Bacaan:

•••••

JAKARTA - Beberapa negara kembali melaporkan kasus baru Corona usai dinilai sukses menangani wabah. Seperti yang terjadi pada Korea Selatan, Beijing dan beberapa negara lain yang menghadapi ancaman gelombang kedua Corona.
Dikutip dari South China Morning Post, lonjakan kasus Corona yang kembali dilaporkan beberapa negara belum bisa diartikan sebagai gelombang kedua Corona atau tidak. Banyak ahli yang berhati-hati dalam menentukan apakah suatu negara tengah menghadapi wabah kedua Corona.
Sebab, peningkatan kasus Corona di beberapa negara juga berkaitan dengan penerapan social distancing yang belum dilakukan serentak oleh semua warga. Sehingga belum bisa dipastikan apakah suatu negara memang sedang menghadapi gelombang kedua karena bisa jadi lonjakan kasus Corona yang dilaporkan adalah kasus yang belum usai di gelombang pertama.
John Mathews, profesor di University of Melbourne's School of Population and Global Health mengatakan gelombang kedua biasanya akan ditandai dengan penurunan dramatis diikuti oleh pelaporan tiba-tiba jumlah kasus Corona yang tinggi.
"Tapi tidak ada yang benar-benar mendefinisikan skala yang diperlukan untuk menagatakan kita sedang menghadapi gelombang kedua, baik dari segi waktu, atau ruang, atau skala dari jumlah [kasus] yang terlibat," jelas Mathews, mantan wakil petugas medis untuk pemerintah Australia.
Fenomena gelombang kedua pun paling banyak dikaitkan dengan pandemi influenza masa lalu. Pandemi flu 1918, yang menginfeksi 500 juta orang dan membunuh 50 juta di seluruh dunia, terkenal karena gelombang kedua disebut jauh lebih mematikan di musim gugur, beberapa bulan setelah gelombang pertama. Gelombang ketiga terjadi di sejumlah negara pada tahun 1919.

•••••

Tugas A:
Jawablah pertanyaan berikut berdasarkan bacaan tentang gelombang kedua Corona.
(i) Dari media apa keterangan tentang lonjakan kasus Corona dikutip?
(ii) Menurut John Mathews, apa yang biasanya menandai gelombang kedua?
(iii) Berapa jumlah orang yang terinfeksi pandemi flu 1918?
Tugas B: Salinlah bagian bacaan tentang gelombang kedua Corona yang diawali kata-kata "John Mathews, profesor" dan diakhiri "Corona yang tinggi.".
Tugas C: Teruskan bacaan tentang gelombang kedua Corona, dimulai setelah kalimat terakhirnya.
Entri berikut tidak perlu dipakai.

[Deskripsi wilayah dalam bahasa alami]
•••••

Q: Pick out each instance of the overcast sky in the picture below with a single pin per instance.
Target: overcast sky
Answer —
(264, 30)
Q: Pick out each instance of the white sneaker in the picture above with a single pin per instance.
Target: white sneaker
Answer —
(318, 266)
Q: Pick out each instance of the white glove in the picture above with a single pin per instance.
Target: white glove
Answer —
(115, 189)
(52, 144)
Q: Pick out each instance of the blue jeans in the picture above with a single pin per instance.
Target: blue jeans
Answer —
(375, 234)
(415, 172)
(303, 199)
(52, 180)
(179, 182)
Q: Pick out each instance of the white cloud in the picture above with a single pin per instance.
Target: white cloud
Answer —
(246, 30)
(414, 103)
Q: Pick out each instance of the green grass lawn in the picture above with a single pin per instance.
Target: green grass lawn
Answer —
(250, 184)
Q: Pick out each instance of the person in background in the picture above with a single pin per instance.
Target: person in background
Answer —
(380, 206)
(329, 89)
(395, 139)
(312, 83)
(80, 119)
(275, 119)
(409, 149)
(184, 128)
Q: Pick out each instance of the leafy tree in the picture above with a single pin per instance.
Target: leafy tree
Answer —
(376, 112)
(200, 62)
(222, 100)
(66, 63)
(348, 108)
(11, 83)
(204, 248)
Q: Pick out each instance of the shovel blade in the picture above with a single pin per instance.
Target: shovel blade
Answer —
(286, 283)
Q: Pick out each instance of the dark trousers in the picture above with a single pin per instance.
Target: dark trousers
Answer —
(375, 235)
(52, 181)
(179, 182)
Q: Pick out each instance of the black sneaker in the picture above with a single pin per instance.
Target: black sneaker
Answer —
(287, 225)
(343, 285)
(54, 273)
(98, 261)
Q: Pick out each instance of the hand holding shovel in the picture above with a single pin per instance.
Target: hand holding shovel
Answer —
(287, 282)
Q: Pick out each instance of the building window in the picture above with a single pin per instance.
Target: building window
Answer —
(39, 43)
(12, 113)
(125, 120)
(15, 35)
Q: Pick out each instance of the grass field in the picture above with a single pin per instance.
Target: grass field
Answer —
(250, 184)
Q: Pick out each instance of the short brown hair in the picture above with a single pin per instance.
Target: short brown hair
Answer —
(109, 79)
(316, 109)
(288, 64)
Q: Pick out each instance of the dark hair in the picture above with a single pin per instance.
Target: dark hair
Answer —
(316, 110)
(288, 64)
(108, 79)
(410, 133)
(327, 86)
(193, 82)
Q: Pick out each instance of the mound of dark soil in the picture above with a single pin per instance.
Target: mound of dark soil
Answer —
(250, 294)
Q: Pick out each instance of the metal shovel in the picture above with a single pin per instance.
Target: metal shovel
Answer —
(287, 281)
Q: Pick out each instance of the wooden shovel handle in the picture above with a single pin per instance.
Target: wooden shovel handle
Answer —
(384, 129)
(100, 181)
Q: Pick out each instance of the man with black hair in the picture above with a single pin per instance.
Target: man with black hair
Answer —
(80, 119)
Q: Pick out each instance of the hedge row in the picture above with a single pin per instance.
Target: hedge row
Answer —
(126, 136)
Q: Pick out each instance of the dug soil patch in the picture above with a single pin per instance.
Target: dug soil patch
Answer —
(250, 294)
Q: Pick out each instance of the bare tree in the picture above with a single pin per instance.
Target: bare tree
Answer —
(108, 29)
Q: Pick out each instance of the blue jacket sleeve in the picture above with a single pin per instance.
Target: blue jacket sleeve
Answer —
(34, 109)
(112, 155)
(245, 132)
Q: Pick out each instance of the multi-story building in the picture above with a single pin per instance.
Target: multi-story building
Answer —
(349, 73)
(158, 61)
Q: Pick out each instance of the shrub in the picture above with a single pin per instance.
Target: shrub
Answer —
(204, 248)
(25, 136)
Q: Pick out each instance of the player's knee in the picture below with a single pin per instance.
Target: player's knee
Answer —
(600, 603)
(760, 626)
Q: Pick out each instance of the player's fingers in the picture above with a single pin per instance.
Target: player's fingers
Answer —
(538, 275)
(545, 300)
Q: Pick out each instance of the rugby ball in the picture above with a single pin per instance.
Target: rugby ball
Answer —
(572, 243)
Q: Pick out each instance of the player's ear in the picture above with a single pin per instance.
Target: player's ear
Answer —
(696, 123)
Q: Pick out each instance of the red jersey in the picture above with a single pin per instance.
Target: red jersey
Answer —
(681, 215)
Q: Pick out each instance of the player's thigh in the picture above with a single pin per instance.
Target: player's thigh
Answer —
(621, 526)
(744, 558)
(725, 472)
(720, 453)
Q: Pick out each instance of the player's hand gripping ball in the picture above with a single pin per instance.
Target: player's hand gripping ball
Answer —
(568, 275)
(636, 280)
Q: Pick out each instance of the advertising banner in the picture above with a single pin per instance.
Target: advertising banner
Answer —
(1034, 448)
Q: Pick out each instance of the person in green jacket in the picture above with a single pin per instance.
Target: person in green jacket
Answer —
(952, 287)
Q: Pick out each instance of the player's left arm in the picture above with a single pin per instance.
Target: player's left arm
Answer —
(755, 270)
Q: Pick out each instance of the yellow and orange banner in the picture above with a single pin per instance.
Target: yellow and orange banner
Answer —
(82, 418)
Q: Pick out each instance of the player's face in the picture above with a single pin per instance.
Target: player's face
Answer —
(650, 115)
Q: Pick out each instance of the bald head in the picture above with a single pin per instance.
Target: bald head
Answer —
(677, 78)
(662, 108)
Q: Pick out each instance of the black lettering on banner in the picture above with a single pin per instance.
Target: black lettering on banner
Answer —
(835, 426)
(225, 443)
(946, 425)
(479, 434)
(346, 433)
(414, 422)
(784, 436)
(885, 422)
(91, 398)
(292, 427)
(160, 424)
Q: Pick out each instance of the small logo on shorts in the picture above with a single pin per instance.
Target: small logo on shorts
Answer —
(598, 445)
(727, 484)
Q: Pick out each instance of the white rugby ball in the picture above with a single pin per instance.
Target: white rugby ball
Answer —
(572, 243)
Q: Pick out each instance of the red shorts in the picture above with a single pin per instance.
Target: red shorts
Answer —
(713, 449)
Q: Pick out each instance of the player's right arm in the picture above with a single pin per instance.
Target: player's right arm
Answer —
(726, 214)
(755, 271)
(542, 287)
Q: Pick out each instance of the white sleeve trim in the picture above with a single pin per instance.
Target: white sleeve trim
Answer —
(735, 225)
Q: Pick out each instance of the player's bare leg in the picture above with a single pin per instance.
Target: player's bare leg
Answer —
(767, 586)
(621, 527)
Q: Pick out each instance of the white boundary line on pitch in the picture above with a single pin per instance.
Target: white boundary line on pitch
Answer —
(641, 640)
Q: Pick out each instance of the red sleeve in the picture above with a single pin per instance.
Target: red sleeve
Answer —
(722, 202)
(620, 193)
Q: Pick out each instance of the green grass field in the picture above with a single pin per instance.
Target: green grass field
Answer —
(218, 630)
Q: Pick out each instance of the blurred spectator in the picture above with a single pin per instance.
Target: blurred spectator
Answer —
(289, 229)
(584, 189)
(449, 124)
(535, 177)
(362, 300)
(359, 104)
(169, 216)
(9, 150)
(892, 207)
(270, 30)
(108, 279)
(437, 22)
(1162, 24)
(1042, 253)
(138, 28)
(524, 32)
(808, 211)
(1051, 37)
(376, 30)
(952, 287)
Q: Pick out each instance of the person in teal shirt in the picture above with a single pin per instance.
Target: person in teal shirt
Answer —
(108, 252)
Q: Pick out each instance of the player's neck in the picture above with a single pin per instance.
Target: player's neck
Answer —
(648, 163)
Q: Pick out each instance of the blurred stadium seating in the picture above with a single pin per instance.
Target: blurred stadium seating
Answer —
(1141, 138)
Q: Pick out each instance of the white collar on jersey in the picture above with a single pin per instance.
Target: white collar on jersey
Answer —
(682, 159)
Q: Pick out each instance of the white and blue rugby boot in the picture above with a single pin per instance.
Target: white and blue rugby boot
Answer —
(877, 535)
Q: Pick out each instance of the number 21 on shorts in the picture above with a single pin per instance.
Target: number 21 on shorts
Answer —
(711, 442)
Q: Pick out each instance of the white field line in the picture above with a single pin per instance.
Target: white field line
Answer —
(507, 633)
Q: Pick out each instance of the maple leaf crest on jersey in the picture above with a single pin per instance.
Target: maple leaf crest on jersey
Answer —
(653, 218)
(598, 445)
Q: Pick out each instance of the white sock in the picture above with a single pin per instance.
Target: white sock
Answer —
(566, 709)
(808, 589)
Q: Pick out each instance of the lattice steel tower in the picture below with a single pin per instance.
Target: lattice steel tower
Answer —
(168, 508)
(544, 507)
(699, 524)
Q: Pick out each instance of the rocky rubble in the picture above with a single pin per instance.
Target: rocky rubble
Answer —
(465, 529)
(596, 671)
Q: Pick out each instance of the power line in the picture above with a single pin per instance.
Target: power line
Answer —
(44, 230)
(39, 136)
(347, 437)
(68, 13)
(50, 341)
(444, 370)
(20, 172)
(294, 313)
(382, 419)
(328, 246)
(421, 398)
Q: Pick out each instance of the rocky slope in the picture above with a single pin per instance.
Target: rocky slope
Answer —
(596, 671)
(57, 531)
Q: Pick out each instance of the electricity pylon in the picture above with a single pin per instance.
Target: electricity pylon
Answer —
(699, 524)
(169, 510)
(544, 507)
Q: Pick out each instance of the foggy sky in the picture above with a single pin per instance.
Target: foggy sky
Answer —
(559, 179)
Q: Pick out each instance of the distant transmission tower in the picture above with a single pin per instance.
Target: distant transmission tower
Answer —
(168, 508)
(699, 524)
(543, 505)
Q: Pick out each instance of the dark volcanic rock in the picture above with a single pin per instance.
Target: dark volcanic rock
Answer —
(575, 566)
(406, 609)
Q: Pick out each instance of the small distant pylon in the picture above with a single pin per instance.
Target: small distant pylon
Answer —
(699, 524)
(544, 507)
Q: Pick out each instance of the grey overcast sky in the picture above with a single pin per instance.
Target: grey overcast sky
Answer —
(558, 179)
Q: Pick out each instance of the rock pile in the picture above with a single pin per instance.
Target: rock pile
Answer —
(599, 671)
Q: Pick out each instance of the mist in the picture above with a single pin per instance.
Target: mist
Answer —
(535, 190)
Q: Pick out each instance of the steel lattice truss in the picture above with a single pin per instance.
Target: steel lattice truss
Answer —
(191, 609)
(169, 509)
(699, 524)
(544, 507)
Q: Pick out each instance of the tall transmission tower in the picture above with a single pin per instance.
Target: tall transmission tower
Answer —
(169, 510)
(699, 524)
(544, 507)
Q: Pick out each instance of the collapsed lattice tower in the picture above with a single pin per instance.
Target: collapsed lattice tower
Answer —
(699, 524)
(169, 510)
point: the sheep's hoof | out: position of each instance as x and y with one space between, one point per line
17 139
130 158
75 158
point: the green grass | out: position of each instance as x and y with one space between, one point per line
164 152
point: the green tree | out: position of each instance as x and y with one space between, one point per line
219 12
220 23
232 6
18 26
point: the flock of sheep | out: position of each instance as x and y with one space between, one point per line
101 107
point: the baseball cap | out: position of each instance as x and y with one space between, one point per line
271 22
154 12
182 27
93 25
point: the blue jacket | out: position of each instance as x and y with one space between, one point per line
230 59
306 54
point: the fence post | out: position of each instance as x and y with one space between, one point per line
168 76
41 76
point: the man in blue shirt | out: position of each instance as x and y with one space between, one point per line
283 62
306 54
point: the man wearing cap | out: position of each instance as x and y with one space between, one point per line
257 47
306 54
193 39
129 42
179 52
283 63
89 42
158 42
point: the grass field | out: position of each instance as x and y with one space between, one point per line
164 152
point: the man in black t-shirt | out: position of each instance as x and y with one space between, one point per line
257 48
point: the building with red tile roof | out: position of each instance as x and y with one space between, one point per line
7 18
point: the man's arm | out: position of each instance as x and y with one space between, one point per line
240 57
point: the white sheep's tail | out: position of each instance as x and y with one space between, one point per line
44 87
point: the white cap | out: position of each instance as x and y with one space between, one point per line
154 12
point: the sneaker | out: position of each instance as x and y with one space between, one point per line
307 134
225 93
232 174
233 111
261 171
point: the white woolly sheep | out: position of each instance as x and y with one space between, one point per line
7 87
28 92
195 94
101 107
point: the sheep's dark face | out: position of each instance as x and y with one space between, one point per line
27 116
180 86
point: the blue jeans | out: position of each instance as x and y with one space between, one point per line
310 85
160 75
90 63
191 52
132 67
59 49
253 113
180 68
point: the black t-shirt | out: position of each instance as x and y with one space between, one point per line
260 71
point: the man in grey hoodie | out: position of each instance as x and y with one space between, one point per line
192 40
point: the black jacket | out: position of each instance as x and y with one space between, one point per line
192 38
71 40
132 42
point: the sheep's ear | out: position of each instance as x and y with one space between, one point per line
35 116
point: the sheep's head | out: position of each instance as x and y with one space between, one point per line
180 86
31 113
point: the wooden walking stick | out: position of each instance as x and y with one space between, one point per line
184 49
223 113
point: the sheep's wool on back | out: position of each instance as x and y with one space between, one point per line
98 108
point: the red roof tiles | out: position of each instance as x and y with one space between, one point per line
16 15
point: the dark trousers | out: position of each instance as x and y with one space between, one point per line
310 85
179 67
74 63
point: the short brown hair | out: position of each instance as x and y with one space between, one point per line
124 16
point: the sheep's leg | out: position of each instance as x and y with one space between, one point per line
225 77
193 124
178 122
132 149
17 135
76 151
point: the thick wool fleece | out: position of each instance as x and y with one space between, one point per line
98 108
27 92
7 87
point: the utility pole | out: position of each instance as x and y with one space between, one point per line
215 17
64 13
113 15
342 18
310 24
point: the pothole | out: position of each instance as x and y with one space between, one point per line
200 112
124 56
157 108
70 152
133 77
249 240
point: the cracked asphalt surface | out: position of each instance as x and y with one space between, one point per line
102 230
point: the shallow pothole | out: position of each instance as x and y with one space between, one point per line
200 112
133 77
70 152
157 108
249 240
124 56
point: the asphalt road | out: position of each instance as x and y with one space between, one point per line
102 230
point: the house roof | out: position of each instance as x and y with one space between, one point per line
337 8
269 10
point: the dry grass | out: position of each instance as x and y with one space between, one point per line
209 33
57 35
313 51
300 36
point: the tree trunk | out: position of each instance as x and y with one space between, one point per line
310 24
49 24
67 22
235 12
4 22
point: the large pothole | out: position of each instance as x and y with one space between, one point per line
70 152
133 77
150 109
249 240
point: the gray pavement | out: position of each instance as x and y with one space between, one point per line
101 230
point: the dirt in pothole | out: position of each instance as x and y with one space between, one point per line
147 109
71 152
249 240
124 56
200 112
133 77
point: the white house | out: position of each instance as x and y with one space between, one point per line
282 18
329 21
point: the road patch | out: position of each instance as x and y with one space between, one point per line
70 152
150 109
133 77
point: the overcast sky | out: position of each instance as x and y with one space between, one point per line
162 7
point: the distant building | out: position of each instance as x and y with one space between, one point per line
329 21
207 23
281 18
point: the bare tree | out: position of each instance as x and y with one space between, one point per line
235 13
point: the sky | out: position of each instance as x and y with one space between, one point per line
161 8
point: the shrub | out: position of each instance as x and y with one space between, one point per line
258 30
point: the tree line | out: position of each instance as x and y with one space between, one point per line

•••••

Jawaban Tertulis A:
(i) South China Morning Post.
(ii) Penurunan dramatis yang diikuti oleh pelaporan tiba-tiba jumlah kasus Corona yang tinggi.
(iii) 500 juta orang.

Jawaban Tertulis B:
John Mathews, profesor di University of Melbourne's School of Population and Global Health mengatakan gelombang kedua biasanya akan ditandai dengan penurunan dramatis diikuti oleh pelaporan tiba-tiba jumlah kasus Corona yang tinggi.

Jawaban Tertulis C:
Mathews mengatakan, gelombang kedua yang mirip influenza dapat didorong oleh perubahan karakteristik virus atau perubahan perilaku seseorang. Perubahan pada karakteristik virus lah yang diduga berperan dalam gelombang kedua pandemi flu 1918.
"Kami tidak berpikir itu akan terjadi segera terkait dengan virus Corona," kata Matthew mengingat tingkat kekebalan saat ini masih rendah dibandingkan dengan perkiraan 60-70 persen orang yang perlu divaksinasi atau terpapar virus Corona COVID-19 untuk benar-benar menghentikan penyebaran Corona.
Disebutkan, sejumlah populasi saat ini tetap rentan terhadap virus Corona COVID-19. Penentu utama berkembangnya penularan Corona semakin luas adalah perilaku masyarakat dan respons pemerintah.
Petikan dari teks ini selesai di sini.